[Aim] Put every line of all the items below into a JSON list of strings, one string per line, leaving out any blank lines.

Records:
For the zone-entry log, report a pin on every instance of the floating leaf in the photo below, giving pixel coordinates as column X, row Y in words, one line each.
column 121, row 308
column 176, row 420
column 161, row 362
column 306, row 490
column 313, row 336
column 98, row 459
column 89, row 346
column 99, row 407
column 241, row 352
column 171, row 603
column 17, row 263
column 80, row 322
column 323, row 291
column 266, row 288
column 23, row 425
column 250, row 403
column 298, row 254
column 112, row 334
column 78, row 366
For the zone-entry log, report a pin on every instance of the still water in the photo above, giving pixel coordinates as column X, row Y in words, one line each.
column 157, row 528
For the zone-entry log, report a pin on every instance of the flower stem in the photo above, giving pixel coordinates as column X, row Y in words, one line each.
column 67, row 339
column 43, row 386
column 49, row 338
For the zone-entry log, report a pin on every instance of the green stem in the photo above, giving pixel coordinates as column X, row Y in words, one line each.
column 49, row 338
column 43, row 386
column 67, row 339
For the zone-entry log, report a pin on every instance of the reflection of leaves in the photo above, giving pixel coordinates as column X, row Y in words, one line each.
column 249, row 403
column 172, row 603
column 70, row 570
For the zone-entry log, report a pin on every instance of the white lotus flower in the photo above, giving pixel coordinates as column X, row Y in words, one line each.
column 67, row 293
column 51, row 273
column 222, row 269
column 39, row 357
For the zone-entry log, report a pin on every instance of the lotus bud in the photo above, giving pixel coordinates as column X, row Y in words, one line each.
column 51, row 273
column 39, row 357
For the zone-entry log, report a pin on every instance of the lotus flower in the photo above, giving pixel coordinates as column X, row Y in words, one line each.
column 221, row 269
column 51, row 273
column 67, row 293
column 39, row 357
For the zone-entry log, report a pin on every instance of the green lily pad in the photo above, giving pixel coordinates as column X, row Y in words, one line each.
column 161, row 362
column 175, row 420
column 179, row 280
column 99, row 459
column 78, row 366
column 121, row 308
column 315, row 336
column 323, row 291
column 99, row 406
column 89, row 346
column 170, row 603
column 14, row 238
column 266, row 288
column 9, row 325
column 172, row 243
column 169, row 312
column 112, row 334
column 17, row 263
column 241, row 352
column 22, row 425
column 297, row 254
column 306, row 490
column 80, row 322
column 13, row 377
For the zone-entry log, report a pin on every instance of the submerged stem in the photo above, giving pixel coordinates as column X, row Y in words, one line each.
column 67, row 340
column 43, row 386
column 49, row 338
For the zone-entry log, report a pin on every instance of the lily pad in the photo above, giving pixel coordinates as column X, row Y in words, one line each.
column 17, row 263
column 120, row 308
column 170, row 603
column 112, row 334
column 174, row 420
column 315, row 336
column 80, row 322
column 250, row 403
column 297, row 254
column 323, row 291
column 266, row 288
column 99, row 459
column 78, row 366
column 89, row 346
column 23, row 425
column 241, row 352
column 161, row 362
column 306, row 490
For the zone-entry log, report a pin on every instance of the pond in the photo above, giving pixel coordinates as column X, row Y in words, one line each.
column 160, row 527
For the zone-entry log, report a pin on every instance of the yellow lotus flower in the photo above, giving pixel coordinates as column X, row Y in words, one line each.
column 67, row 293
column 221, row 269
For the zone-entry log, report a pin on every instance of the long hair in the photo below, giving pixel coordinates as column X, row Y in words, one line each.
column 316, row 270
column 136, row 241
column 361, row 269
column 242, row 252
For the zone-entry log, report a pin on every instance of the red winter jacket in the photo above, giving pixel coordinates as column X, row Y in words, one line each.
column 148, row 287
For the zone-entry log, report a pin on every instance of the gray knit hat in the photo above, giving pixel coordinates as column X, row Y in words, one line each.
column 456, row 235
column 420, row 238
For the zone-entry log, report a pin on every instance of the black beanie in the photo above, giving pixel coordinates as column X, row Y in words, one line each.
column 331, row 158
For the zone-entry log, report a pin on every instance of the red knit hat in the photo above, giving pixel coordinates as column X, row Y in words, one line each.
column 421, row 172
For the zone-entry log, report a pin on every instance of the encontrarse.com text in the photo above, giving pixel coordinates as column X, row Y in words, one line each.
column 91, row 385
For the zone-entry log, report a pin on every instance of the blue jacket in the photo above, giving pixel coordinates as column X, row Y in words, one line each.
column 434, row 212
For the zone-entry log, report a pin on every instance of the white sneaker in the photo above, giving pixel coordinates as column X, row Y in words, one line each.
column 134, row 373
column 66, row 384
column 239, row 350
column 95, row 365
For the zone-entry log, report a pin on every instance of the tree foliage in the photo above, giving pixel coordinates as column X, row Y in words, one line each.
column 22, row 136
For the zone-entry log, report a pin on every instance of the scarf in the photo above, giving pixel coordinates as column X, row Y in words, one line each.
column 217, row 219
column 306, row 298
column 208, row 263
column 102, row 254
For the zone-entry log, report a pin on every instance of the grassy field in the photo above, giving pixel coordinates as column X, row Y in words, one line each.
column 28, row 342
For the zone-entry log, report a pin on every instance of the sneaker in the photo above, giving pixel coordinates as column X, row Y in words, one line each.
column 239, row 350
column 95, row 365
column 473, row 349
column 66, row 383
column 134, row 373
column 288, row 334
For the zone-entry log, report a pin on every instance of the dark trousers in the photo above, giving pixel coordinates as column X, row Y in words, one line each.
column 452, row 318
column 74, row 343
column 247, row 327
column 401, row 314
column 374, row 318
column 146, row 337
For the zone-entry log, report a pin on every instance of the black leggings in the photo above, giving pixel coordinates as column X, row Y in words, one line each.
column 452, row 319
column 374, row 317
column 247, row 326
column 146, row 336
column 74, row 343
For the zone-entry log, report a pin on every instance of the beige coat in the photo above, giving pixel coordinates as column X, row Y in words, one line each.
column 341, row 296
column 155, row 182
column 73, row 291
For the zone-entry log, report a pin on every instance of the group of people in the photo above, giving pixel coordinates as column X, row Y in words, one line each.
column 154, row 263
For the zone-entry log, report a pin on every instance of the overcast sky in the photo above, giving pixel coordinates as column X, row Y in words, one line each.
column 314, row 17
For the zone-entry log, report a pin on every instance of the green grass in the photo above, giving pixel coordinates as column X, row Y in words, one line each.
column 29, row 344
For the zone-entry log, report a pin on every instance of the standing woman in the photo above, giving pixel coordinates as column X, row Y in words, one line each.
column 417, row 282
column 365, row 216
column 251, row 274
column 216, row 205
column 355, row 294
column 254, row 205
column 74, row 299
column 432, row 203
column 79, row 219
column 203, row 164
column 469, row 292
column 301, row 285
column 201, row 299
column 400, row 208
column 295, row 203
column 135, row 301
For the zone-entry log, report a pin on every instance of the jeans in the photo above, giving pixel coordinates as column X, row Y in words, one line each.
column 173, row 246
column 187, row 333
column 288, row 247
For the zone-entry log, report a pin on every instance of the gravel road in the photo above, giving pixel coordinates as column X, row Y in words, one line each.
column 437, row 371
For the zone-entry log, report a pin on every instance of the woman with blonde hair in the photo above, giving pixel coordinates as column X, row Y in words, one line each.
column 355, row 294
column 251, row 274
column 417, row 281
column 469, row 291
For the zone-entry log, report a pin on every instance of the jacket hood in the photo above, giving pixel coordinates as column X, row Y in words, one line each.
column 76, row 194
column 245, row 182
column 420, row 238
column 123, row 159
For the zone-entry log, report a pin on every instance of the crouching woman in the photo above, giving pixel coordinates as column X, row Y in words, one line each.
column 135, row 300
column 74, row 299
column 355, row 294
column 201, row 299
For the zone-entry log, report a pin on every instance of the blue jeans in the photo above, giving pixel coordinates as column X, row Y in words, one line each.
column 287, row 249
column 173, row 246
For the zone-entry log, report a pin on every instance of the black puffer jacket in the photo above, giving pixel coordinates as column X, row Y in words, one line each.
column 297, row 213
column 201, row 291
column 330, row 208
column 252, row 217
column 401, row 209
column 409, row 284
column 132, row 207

[Worked answer]
[
  "For the zone-entry log, report a pin on every instance of the floating leaf in the photo below, giving pixel coordinates as column X, row Y in words, one line each.",
  "column 121, row 308",
  "column 176, row 420",
  "column 161, row 362",
  "column 306, row 490",
  "column 313, row 336",
  "column 98, row 459",
  "column 89, row 346",
  "column 99, row 407",
  "column 241, row 352",
  "column 171, row 603",
  "column 17, row 263",
  "column 80, row 322",
  "column 323, row 291",
  "column 266, row 288",
  "column 23, row 425",
  "column 250, row 403",
  "column 298, row 254",
  "column 112, row 334",
  "column 78, row 366",
  "For the zone-entry log, report a pin on every instance of the still water in the photo above, giving pixel coordinates as column X, row Y in words, one line each.",
  "column 157, row 528",
  "For the zone-entry log, report a pin on every instance of the flower stem in the photo above, giving pixel coordinates as column X, row Y in words, one line each.",
  "column 67, row 339",
  "column 43, row 386",
  "column 49, row 338",
  "For the zone-entry log, report a pin on every instance of the green stem in the photo above, giving pixel coordinates as column X, row Y in words, one line each.",
  "column 49, row 338",
  "column 43, row 386",
  "column 67, row 339",
  "For the zone-entry log, report a pin on every instance of the reflection of leaves in the photo above, giving pixel coordinates as column X, row Y in words, one line each.",
  "column 249, row 403",
  "column 172, row 603",
  "column 70, row 570",
  "For the zone-entry log, report a pin on every instance of the white lotus flower in the photo above, giving pixel coordinates as column X, row Y in words, one line each.",
  "column 67, row 293",
  "column 51, row 273",
  "column 222, row 269",
  "column 39, row 357",
  "For the zone-entry log, report a pin on every instance of the lotus bud in the photo above, giving pixel coordinates as column X, row Y in words, one line each.",
  "column 51, row 273",
  "column 39, row 357",
  "For the zone-entry log, report a pin on every instance of the lotus flower in the photo above, giving pixel coordinates as column X, row Y in words, one line each.",
  "column 221, row 269",
  "column 51, row 273",
  "column 67, row 293",
  "column 39, row 357",
  "For the zone-entry log, report a pin on every instance of the green lily pad in the photo above, giving pixel coordinates as column X, row Y in words, one line each.",
  "column 161, row 362",
  "column 175, row 420",
  "column 179, row 280",
  "column 99, row 459",
  "column 78, row 366",
  "column 121, row 308",
  "column 315, row 336",
  "column 323, row 291",
  "column 99, row 406",
  "column 89, row 346",
  "column 170, row 603",
  "column 14, row 238",
  "column 266, row 288",
  "column 9, row 325",
  "column 172, row 243",
  "column 169, row 312",
  "column 112, row 334",
  "column 17, row 263",
  "column 241, row 352",
  "column 22, row 425",
  "column 297, row 254",
  "column 306, row 490",
  "column 80, row 322",
  "column 13, row 377",
  "For the zone-entry log, report a pin on every instance of the submerged stem in the photo above, giving pixel coordinates as column X, row Y in words, one line each.",
  "column 67, row 340",
  "column 43, row 386",
  "column 49, row 338",
  "For the zone-entry log, report a pin on every instance of the lily pad in the photo above, giving pixel coordinates as column X, row Y in words, one line each.",
  "column 17, row 263",
  "column 120, row 308",
  "column 170, row 603",
  "column 112, row 334",
  "column 174, row 420",
  "column 315, row 336",
  "column 80, row 322",
  "column 250, row 403",
  "column 297, row 254",
  "column 323, row 291",
  "column 266, row 288",
  "column 99, row 459",
  "column 78, row 366",
  "column 89, row 346",
  "column 23, row 425",
  "column 241, row 352",
  "column 161, row 362",
  "column 306, row 490",
  "For the zone-entry log, report a pin on every instance of the pond in the photo above, giving pixel coordinates as column X, row Y in words, one line each.",
  "column 160, row 527",
  "For the zone-entry log, report a pin on every instance of the yellow lotus flower in the photo above, giving pixel coordinates as column X, row Y in words, one line each.",
  "column 67, row 293",
  "column 221, row 269",
  "For the zone-entry log, report a pin on every instance of the long hair in the photo below, giving pixel coordinates as column X, row Y in words, one line each.",
  "column 316, row 270",
  "column 136, row 241",
  "column 361, row 269",
  "column 242, row 252",
  "For the zone-entry log, report a pin on every instance of the red winter jacket in the photo above, giving pixel coordinates as column X, row Y in words, one line each.",
  "column 148, row 287",
  "For the zone-entry log, report a pin on every instance of the gray knit hat in the photo above, giving pixel coordinates as column X, row Y in words, one line each.",
  "column 456, row 235",
  "column 420, row 238",
  "For the zone-entry log, report a pin on every instance of the black beanie in the photo above, giving pixel coordinates as column X, row Y in words, one line each.",
  "column 331, row 158",
  "For the zone-entry log, report a pin on every instance of the red knit hat in the photo above, giving pixel coordinates as column X, row Y in words, one line each.",
  "column 421, row 172",
  "For the zone-entry log, report a pin on every instance of the encontrarse.com text in the photo above, giving pixel coordinates as column X, row Y in words, one line each.",
  "column 91, row 385",
  "For the zone-entry log, report a pin on every instance of the blue jacket in the photo above, giving pixel coordinates as column X, row Y in words, one line each.",
  "column 434, row 212",
  "For the zone-entry log, report a pin on every instance of the white sneaker in the photo above, giving pixel coordinates as column X, row Y in words, one line each.",
  "column 134, row 373",
  "column 66, row 384",
  "column 239, row 350",
  "column 95, row 365",
  "For the zone-entry log, report a pin on every instance of the tree foliage in the photo above, giving pixel coordinates as column X, row Y in words, one line each.",
  "column 22, row 136",
  "For the zone-entry log, report a pin on every instance of the scarf in the photo above, giving pixel coordinates as column X, row Y in words, one line each.",
  "column 217, row 219",
  "column 306, row 298",
  "column 208, row 263",
  "column 102, row 254",
  "For the zone-entry log, report a pin on every instance of the grassy field in the photo above, giving pixel coordinates as column X, row Y in words, one line each.",
  "column 28, row 342",
  "For the zone-entry log, report a pin on every instance of the sneaker in the photo above, giving pixel coordinates as column X, row Y in words, one line each.",
  "column 239, row 350",
  "column 95, row 365",
  "column 473, row 349",
  "column 66, row 383",
  "column 134, row 373",
  "column 288, row 334",
  "For the zone-entry log, report a pin on every instance of the dark trousers in the photo above, giving pixel coordinates as column X, row Y in words, one line each.",
  "column 452, row 318",
  "column 74, row 343",
  "column 247, row 327",
  "column 401, row 314",
  "column 374, row 318",
  "column 146, row 337",
  "For the zone-entry log, report a pin on every instance of the black leggings in the photo above, giving pixel coordinates as column X, row Y in words, one line each.",
  "column 452, row 319",
  "column 374, row 317",
  "column 247, row 326",
  "column 146, row 336",
  "column 74, row 343",
  "For the zone-entry log, report a pin on every instance of the beige coat in the photo above, giving pixel coordinates as column X, row Y in words, one line each.",
  "column 341, row 296",
  "column 155, row 182",
  "column 73, row 291",
  "For the zone-entry log, report a pin on every instance of the group of people in the photo above, giving pixel coordinates as column X, row Y in words, one line each.",
  "column 154, row 263",
  "For the zone-entry log, report a pin on every instance of the overcast sky in the photo above, giving pixel coordinates as column X, row Y in words, one line each.",
  "column 314, row 17",
  "For the zone-entry log, report a pin on every instance of the green grass in the photo above, giving pixel coordinates as column X, row Y in words, one line each.",
  "column 29, row 344",
  "For the zone-entry log, report a pin on every instance of the standing woman in the photo above, giving pixel coordinates as column X, row Y in words, one line each.",
  "column 417, row 282",
  "column 365, row 216",
  "column 251, row 274",
  "column 216, row 205",
  "column 355, row 294",
  "column 254, row 205",
  "column 74, row 299",
  "column 432, row 203",
  "column 79, row 219",
  "column 203, row 164",
  "column 469, row 292",
  "column 301, row 285",
  "column 201, row 299",
  "column 400, row 208",
  "column 295, row 203",
  "column 135, row 301",
  "For the zone-entry log, report a pin on every instance of the jeans in the photo above, giving pixel coordinates as column X, row Y in words, one line each.",
  "column 173, row 246",
  "column 187, row 333",
  "column 288, row 247",
  "For the zone-entry log, report a pin on every instance of the gravel road in the photo above, giving pixel coordinates as column X, row Y in words, one line each.",
  "column 437, row 371",
  "For the zone-entry log, report a pin on every instance of the woman with blonde hair in the photo above, giving pixel coordinates as column X, row Y in words, one line each.",
  "column 355, row 294",
  "column 251, row 274",
  "column 417, row 281",
  "column 469, row 291",
  "For the zone-entry log, report a pin on every instance of the jacket hood in the photo above, giving pixel coordinates as column X, row Y in words, one line each.",
  "column 76, row 194",
  "column 245, row 182",
  "column 420, row 238",
  "column 123, row 159",
  "For the zone-entry log, report a pin on every instance of the crouching woman in the photo above, giving pixel coordinates as column X, row Y in words, one line each.",
  "column 135, row 300",
  "column 74, row 299",
  "column 355, row 294",
  "column 201, row 299",
  "For the zone-entry log, report a pin on every instance of the blue jeans in the photo above, giving pixel coordinates as column X, row Y in words, one line each.",
  "column 287, row 249",
  "column 173, row 246",
  "For the zone-entry log, report a pin on every instance of the black puffer jacket in the photo above, giving pixel coordinates as column X, row Y in words, one line each.",
  "column 297, row 213",
  "column 201, row 291",
  "column 330, row 208",
  "column 252, row 217",
  "column 401, row 209",
  "column 409, row 284",
  "column 132, row 207"
]